-------- Records shown

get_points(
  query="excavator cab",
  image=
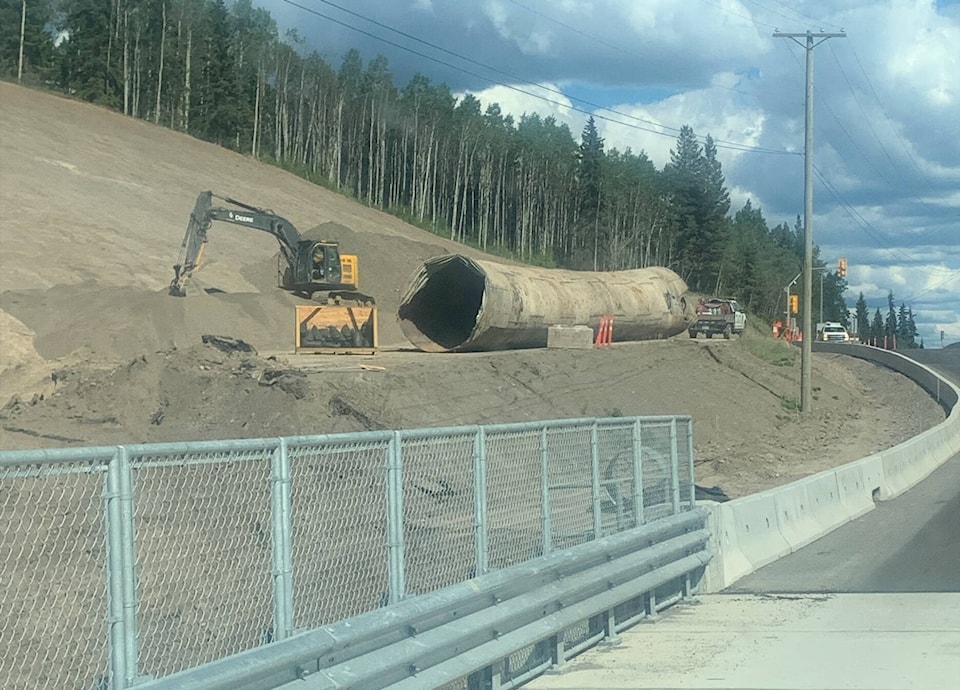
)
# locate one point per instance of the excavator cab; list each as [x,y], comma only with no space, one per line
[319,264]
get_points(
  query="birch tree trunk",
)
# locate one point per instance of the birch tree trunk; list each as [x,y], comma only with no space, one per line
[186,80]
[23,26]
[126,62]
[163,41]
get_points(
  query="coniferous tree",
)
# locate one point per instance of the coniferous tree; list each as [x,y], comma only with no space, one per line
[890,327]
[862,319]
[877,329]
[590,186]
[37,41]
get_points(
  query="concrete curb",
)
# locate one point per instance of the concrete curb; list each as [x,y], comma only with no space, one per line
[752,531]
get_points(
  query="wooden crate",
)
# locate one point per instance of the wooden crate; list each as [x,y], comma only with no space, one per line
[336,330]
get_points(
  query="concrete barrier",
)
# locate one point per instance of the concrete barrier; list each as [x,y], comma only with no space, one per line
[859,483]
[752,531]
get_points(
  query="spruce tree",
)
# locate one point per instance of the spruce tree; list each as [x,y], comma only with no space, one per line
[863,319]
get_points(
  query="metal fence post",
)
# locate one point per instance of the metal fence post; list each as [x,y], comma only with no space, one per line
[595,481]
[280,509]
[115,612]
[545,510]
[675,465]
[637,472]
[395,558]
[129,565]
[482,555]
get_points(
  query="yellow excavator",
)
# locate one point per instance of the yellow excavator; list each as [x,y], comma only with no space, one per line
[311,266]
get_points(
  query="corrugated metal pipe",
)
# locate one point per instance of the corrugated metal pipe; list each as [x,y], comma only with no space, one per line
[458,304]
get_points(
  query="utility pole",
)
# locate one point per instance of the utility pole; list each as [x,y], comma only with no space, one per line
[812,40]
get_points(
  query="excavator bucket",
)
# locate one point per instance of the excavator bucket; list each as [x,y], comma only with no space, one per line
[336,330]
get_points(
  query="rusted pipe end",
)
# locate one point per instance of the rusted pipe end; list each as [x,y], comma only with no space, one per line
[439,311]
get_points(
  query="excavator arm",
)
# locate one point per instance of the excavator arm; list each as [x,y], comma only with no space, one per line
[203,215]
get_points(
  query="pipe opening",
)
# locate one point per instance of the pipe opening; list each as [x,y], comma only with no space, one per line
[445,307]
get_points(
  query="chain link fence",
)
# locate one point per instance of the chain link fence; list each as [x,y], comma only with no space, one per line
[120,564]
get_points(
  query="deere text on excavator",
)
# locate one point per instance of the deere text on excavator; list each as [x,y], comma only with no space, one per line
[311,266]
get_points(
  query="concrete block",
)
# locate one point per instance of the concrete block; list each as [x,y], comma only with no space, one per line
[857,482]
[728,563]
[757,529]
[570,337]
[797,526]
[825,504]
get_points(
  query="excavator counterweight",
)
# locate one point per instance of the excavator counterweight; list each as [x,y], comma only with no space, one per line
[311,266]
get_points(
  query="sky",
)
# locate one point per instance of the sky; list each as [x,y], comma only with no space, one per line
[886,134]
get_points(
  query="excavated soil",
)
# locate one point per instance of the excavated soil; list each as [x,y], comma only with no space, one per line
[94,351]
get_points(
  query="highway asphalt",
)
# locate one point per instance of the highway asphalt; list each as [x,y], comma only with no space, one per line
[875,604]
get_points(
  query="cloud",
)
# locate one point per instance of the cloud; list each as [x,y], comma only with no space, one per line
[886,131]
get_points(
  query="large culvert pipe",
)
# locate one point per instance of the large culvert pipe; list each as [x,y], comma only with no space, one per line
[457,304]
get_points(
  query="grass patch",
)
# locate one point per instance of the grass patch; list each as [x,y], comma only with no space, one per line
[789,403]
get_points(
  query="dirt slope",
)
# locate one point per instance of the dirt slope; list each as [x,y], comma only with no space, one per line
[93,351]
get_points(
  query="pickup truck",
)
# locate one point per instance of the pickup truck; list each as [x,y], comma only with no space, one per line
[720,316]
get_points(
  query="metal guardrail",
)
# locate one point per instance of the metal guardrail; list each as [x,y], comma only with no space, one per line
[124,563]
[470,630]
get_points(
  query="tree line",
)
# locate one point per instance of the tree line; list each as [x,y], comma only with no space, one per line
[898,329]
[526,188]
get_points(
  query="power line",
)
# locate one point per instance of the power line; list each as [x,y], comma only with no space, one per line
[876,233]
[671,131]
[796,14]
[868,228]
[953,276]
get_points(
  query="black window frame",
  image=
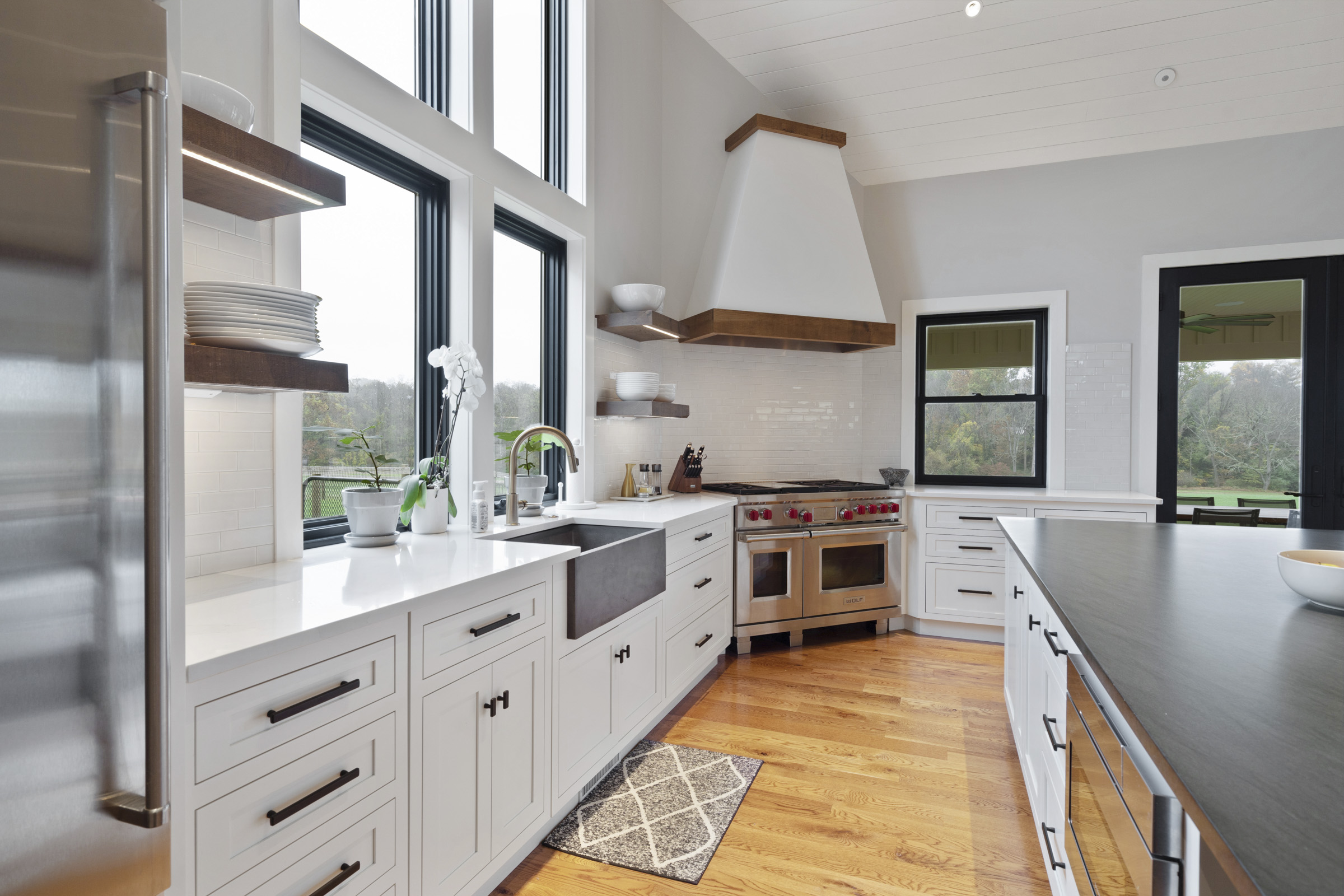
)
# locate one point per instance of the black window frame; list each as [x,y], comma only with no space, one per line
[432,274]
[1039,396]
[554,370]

----------------

◆ **Exercise aim**
Give an exact copy of the listing above that leaves out every picture.

◆ **Exercise solution**
get_points(
  query="excavator cab",
  image=
)
# locate one point per instance of the excavator cab; list each as [x,y], comma only with no space, one per line
[319,264]
get_points(
  query="birch tree trunk",
)
# locate one point per instance of the birch tree trunk; list each as [x,y], comma only with no space, one per line
[186,80]
[23,26]
[126,62]
[163,41]
get_points(
  query="coniferous tree",
)
# locate one point per instance of the coniferous tree; list each as [x,y], comma only with no space, one per line
[890,327]
[862,319]
[877,329]
[590,186]
[37,41]
get_points(
  query="concrete curb",
)
# locate one point per instance of the concrete curb; list each as [x,y], comma only with no space, one per line
[752,531]
get_points(
  query="wooden crate",
)
# locate one point per instance of the wooden crate; list each as [x,y], comma only with no space, one per line
[336,330]
get_points(
  query="concrete barrier",
)
# locate one point per instance of the concrete barrier; list each as [x,y], comma only with no space, one per line
[859,483]
[752,531]
get_points(
  query="spruce tree",
)
# locate one point per instance of the spruce tree; list each as [x,y], comma only with no space, one per line
[863,319]
get_points(
  query="metal fence post",
)
# locate one point per instance of the metal fence post; list each as [x,y], comma only with no space, one per line
[595,481]
[280,509]
[115,612]
[545,510]
[675,465]
[637,472]
[395,558]
[129,565]
[482,555]
get_points(
  query="yellow excavator",
)
# locate one point per instance of the yellow excavator; list each as [x,y], comma only with no space, one per line
[311,266]
get_points(
  query="corrugated metal pipe",
)
# locate one point per instance of the corrugated metal pipe; list each as [x,y], comma only with no space, one per line
[458,304]
get_points(
  query="utility pole",
)
# locate one point per instance of the utility pole; list each as [x,y], comma only with no space, one per line
[812,40]
get_points(
  query="excavator bucket",
)
# locate one point per instance of the excavator bucket; list each as [x,y], comma only with no space, one per line
[336,330]
get_points(
  query="rusted pipe end",
)
# locate one point per instance of the rusted pipe end; list each as [x,y], comma only with no space, one per line
[439,311]
get_points(
  query="excavator arm",
)
# locate one point per instance of the excavator arm; list each as [x,y], comma only with no space, one per line
[203,215]
get_points(
  query="pipe opening",
)
# locate one point per instance of the pipe opening; list each as [x,y], comma only with no space, one per line
[445,307]
get_points(
  query="chain link fence",
)
# locate one point per instance of the chain link fence; list each as [x,y], comma only with no space, one per line
[120,564]
get_points(
  query="deere text on excavator",
)
# locate one point per instance of the deere text on excavator; list each as [x,y], comma only with no space, one per line
[311,266]
get_points(
  query="concrete block",
)
# locate one point per instance of the concrete block; list each as [x,y], comma only with no space, one per line
[857,482]
[728,563]
[757,529]
[570,337]
[797,526]
[825,504]
get_points(
  query="excavator counterweight",
)
# locate one point per instance of the excavator counterweight; list each as [x,y], comma only with no space, one per line
[311,266]
get_points(
  query="sky",
)
# locate one point per instance of the sky; list each as [x,y], comma only with no space, one per line
[886,134]
get_points(
  query="excavated soil",
)
# locate one point per instance of the excavated soil; list each as [x,y], comma only with no space, one per line
[94,351]
get_points(
  query="highway asphalt",
)
# locate one point per instance of the highway asphalt; list each as [x,y], comma only with no space, one per line
[875,604]
get_points(
  query="cloud",
)
# locate one point per instance of the cloud; list each as [x,y], comma only with no space, one per line
[886,131]
get_points(
  query="large culvert pipe",
)
# locate one point per instance of the large culvert pipe; list each as [x,y], comma only with no space, one per line
[457,304]
get_points(
  query="grass patch",
)
# locate one point per instance of the grass patch; list each as [x,y], comma only with no space, one per line
[789,403]
get_points(
  query="dirt slope",
)
# locate one point per instance of the dirt slope; list each as [x,y], comma only with no space, one per line
[93,351]
get_points(
  query="pickup truck",
)
# locate one point per instance of the pickup truck; list each as [x,y], comma only with no space, one per line
[720,316]
get_points(
  query="metal guardrail",
)
# locate one point per instance of the metal guardrail; list each as [x,y], comma only with no space, one per line
[124,563]
[470,630]
get_points(
  query="tree line",
)
# locate one point per instance of the tree line; list each as [x,y], comma only with no space, one per line
[898,329]
[526,188]
get_points(
  query="power line",
)
# locate one point per instance of the power line; list each as [x,y], comma only with no space, one per line
[876,233]
[671,131]
[796,14]
[868,228]
[953,276]
get_points(
  query="black window frame",
  image=
)
# locate one point per instance of the black window frame; list each as [x,y], comma only with no space, one per line
[432,274]
[1039,396]
[554,370]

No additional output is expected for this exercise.